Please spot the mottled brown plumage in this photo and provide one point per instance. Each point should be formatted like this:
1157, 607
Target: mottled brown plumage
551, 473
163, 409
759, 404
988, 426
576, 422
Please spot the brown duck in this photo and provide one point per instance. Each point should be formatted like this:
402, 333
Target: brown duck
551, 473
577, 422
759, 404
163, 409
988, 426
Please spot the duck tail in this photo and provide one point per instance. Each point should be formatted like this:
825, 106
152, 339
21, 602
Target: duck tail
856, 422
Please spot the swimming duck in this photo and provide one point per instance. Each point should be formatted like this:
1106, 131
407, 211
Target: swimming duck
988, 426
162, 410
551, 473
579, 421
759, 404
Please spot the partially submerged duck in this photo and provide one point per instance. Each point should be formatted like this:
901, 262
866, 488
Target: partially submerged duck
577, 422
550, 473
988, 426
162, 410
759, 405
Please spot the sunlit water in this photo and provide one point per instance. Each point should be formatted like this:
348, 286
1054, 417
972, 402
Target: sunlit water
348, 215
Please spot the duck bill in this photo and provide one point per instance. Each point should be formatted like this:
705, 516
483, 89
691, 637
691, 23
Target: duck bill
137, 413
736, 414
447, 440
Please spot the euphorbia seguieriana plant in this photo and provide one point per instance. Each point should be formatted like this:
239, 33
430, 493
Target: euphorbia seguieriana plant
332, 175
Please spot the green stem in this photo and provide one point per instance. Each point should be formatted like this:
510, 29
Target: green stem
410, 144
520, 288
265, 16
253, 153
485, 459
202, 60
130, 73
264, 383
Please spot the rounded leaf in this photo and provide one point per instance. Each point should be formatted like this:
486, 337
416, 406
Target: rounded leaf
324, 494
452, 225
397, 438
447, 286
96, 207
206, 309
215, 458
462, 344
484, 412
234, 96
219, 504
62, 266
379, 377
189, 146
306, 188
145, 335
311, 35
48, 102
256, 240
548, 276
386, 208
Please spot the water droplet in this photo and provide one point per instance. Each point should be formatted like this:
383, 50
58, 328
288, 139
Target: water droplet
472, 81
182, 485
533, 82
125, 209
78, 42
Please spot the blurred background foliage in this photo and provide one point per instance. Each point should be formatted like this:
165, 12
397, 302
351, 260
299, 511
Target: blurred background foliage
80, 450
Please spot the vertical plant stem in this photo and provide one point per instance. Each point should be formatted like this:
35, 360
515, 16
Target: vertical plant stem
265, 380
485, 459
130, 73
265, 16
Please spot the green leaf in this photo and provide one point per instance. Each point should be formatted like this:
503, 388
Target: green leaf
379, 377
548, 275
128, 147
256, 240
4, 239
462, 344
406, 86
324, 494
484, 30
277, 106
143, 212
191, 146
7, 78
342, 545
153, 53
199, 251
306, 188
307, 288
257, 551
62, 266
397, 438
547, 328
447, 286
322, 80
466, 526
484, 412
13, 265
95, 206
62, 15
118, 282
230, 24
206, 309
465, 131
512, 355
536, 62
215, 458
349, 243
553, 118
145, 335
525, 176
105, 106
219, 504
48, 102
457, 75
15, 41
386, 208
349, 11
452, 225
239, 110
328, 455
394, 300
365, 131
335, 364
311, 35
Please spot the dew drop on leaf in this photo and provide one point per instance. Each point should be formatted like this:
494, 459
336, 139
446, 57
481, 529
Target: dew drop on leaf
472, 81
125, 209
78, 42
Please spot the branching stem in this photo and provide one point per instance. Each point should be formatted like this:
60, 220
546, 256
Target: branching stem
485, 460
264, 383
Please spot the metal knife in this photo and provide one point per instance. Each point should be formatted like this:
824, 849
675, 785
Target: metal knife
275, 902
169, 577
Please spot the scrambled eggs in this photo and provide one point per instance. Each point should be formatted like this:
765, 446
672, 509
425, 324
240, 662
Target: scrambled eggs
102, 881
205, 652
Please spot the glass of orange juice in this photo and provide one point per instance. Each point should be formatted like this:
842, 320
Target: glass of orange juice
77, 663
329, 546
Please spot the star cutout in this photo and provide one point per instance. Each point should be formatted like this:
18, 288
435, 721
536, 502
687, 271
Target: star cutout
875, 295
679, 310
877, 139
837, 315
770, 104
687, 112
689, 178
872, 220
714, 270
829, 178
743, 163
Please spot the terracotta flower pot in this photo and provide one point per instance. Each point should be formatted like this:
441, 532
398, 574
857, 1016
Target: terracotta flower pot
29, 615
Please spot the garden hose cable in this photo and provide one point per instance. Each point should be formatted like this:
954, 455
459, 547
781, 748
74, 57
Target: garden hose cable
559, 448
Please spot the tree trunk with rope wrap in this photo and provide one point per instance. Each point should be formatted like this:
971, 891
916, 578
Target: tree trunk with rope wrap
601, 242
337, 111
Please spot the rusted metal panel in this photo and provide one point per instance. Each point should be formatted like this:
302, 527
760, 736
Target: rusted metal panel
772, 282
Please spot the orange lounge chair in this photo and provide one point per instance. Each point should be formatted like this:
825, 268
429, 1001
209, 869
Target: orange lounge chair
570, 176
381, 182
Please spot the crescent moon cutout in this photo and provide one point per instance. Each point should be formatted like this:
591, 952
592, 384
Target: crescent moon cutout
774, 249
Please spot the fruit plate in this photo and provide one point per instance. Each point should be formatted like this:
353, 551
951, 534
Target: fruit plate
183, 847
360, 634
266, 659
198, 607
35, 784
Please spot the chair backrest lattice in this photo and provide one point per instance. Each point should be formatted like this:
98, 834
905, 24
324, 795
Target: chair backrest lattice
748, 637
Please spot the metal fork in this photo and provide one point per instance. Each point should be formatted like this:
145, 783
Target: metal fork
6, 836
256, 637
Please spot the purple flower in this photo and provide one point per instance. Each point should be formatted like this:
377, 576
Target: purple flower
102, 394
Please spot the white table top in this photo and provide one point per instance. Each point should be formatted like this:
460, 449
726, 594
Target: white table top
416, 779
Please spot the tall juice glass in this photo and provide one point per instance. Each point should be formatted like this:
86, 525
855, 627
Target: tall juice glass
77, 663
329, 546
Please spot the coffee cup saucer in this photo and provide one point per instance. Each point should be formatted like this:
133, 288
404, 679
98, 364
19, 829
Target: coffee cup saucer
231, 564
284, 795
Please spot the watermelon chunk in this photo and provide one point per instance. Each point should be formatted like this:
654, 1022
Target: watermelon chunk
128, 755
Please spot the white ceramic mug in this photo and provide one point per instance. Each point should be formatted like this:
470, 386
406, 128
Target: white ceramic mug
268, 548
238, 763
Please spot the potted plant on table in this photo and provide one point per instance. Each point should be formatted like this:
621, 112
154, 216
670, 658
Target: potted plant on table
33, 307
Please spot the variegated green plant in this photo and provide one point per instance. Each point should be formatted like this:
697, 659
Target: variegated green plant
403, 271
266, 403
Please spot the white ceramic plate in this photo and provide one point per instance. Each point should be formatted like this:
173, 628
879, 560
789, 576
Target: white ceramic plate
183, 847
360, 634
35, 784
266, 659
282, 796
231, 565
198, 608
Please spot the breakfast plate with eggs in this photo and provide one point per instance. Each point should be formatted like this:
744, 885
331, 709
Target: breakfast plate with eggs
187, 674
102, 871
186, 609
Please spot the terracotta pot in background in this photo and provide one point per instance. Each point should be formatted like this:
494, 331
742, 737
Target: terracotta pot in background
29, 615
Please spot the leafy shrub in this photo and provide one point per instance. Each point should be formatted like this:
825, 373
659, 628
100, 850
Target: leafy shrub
• • • • • • •
### Task goal
Return the whole listing exactly, with every line included.

### Solution to this problem
Please spot the mottled brown plumage in this photo and provide one point per instance. Each point should be formatted like this:
1157, 607
Target: mottled brown plumage
551, 473
163, 409
759, 404
988, 426
576, 422
Please spot the brown duck in this photo and provide one point per instance. Each point should be formatted like this:
402, 333
Target: brown duck
551, 473
577, 422
759, 404
163, 409
988, 426
Please spot the duck tail in this photo and provide one point per instance. Each point should be formatted like this:
825, 106
152, 339
21, 602
Target: duck tail
856, 422
Please spot the swimming duck in this photo and provide one point per instance. Each point should be formatted like this:
1106, 131
407, 211
Target: swimming duck
988, 426
162, 410
551, 473
579, 421
759, 404
Please spot the partially submerged duck in this photo and provide one point per instance. Each point should be formatted like this:
901, 262
866, 488
Target: partially submerged duck
577, 422
550, 473
988, 426
162, 410
759, 405
Please spot the sunlit water in this photo and provide one point per instance. Each point should be formatted like this:
348, 286
1054, 417
972, 402
Target: sunlit water
348, 215
Please spot the duck bill in this photo and provide one point per instance. Each point should be formatted like this:
705, 516
483, 89
691, 637
691, 23
Target: duck bill
137, 413
736, 414
447, 440
Please spot the euphorbia seguieriana plant in this photo and provide one point per instance. Each point should be formatted like this:
239, 33
430, 493
Target: euphorbia seguieriana plant
332, 175
Please spot the green stem in this photo and provide one point per instance. Each point should be formatted like this:
510, 29
Target: green stem
410, 144
520, 288
265, 16
253, 153
485, 459
202, 60
130, 73
264, 383
Please spot the rounded leaf in this photo and provide one point per instance. Each point should be formatted like this:
486, 337
416, 406
Target: rounded leaf
324, 494
452, 225
397, 438
447, 286
96, 207
206, 309
215, 458
462, 344
484, 412
234, 96
219, 504
62, 266
379, 377
189, 146
306, 188
145, 335
311, 35
48, 102
256, 240
548, 276
386, 208
Please spot the water droplet in this photo and provide one point per instance. Each point should be formatted like this:
383, 50
58, 328
288, 139
Target: water droplet
472, 81
182, 485
533, 82
125, 209
78, 42
Please spot the blurred background foliage in this photo and provide one point per instance. Each point should be formatted like this:
165, 12
397, 302
351, 260
299, 511
Target: blurred background foliage
80, 450
Please spot the vertical plant stem in this photo and provide one point per instance. Each point should be formatted like this:
35, 360
515, 16
Target: vertical plant stem
265, 380
485, 459
130, 73
265, 16
Please spot the green leaf in this photo and provide one point per instance. Each point should be formatted like this:
503, 388
Target: green leaf
379, 377
548, 275
128, 147
256, 240
4, 239
462, 344
406, 86
324, 494
484, 30
277, 106
143, 212
191, 146
7, 78
342, 545
153, 53
199, 251
306, 188
307, 288
257, 551
62, 266
397, 438
547, 328
447, 286
322, 80
466, 526
484, 412
13, 265
95, 206
62, 15
118, 282
230, 24
206, 309
465, 131
512, 355
536, 62
215, 458
349, 243
553, 118
145, 335
525, 176
105, 106
219, 504
48, 102
457, 75
15, 41
386, 208
349, 11
452, 225
239, 110
328, 455
394, 300
365, 131
335, 364
311, 35
Please spot the dew drop on leaf in this photo and provide one point per instance. Each point should be formatted like this:
494, 459
336, 139
446, 57
481, 529
Target: dew drop on leaf
472, 81
125, 209
78, 42
Please spot the branching stem in this photo and provide one point per instance. Each point should be formatted like this:
60, 220
546, 256
Target: branching stem
485, 460
264, 383
Please spot the metal knife in this photo and provide one point per instance. Each point should be formatted like this:
824, 849
675, 785
Target: metal knife
275, 902
169, 577
Please spot the scrambled eggs in this photo and provide one point per instance. Each point should be formatted like this:
765, 446
672, 509
425, 324
240, 662
Target: scrambled eggs
102, 881
205, 652
Please spot the glass of orange juice in this photo and provide one point per instance. Each point should be formatted like this:
842, 320
Target: glass of orange juice
77, 663
329, 546
Please spot the star cutout in this photo and provide one point per instance. Each point should be formatted like this:
18, 288
435, 721
536, 502
687, 271
Target: star cutout
875, 295
679, 310
877, 139
837, 315
770, 104
687, 112
689, 178
872, 220
714, 270
829, 178
743, 163
Please spot the terracotta flower pot in this photo and provide one point per instance. Each point should be formatted like this:
441, 532
398, 574
857, 1016
Target: terracotta flower pot
29, 615
Please spot the garden hose cable in this photo and provide one point per instance. Each point should be formatted like this:
954, 455
459, 547
781, 748
74, 57
Target: garden hose cable
559, 448
Please spot the tree trunk with rope wrap in this photo and provide one point per instance. Each point should be formatted like this:
971, 891
916, 578
Target: tree trunk with rope wrap
601, 242
337, 111
Please spot the rusted metal panel in this photo and provide one point per instance. Each point should be formatted like this:
302, 527
760, 736
Target: rusted metal panel
772, 282
Please spot the orange lounge chair in this photo and provide one point per instance. Each point should be formatted like this:
825, 268
429, 1001
209, 869
Target: orange lounge chair
570, 176
381, 182
Please spot the crescent moon cutout in this photo and provide one point per instance. Each point should be formatted like this:
591, 952
592, 384
Target: crescent moon cutout
774, 249
Please spot the fruit plate in this photo and provide one point per instance. Each point should be formatted like this:
353, 551
951, 534
Target: fruit plate
183, 847
360, 634
266, 659
198, 607
35, 784
Please spot the chair backrest lattice in this photo and provide one point per instance. Each point should be formatted like this:
98, 834
905, 24
324, 795
Target: chair backrest lattice
748, 637
Please spot the metal fork in this photo and provide one point per instance. Each point should be formatted like this:
145, 783
Target: metal fork
6, 836
256, 637
Please spot the purple flower in this photo and provide one point per instance. Each point should be formatted like this:
377, 576
Target: purple flower
102, 394
Please spot the white table top in this photo and provide one point per instance. Each point should be formatted like this:
460, 449
726, 594
Target: white table top
416, 779
Please spot the tall juice glass in this photo and provide one point per instance. Each point should be formatted like this:
86, 525
855, 627
Target: tall juice glass
77, 663
329, 546
Please spot the coffee cup saucer in this photo and provide one point per instance. Each point should be formatted like this:
133, 288
404, 679
98, 364
19, 829
Target: coffee cup saucer
231, 564
284, 795
Please spot the watermelon chunk in this photo and provide one point per instance. Each point should be formatted like this:
654, 1022
Target: watermelon chunk
128, 755
Please spot the white ceramic mug in this photo and provide one point per instance. Each point should be formatted like this:
470, 386
406, 128
Target: white ceramic mug
268, 548
238, 763
Please spot the potted plant on table in this photo and provide one point per instance. Each point should be formatted like this:
621, 112
154, 216
670, 658
Target: potted plant on table
33, 307
Please spot the variegated green plant in this photo and provide one point per instance. Each point should be formatted like this:
697, 659
Target: variegated green plant
403, 271
266, 403
Please spot the white ceramic plate in this photo and provide one point per instance. Each point should be formatted like this:
173, 628
879, 560
789, 576
Target: white ceramic plate
183, 847
360, 634
35, 784
266, 659
282, 796
231, 565
198, 608
Please spot the breakfast plate with eggs in this photo and provide one point per instance. Each point should be formatted like this:
744, 885
331, 709
Target: breakfast plate with eggs
187, 674
102, 871
186, 609
Please spot the terracotta pot in background in this photo and provide one point per instance. Each point should be formatted like this:
494, 331
742, 737
Target: terracotta pot in background
29, 615
Please spot the leafy shrub in this photo and provide one point per instance. Each point should be formatted like this:
825, 373
659, 628
100, 850
Target: leafy shrub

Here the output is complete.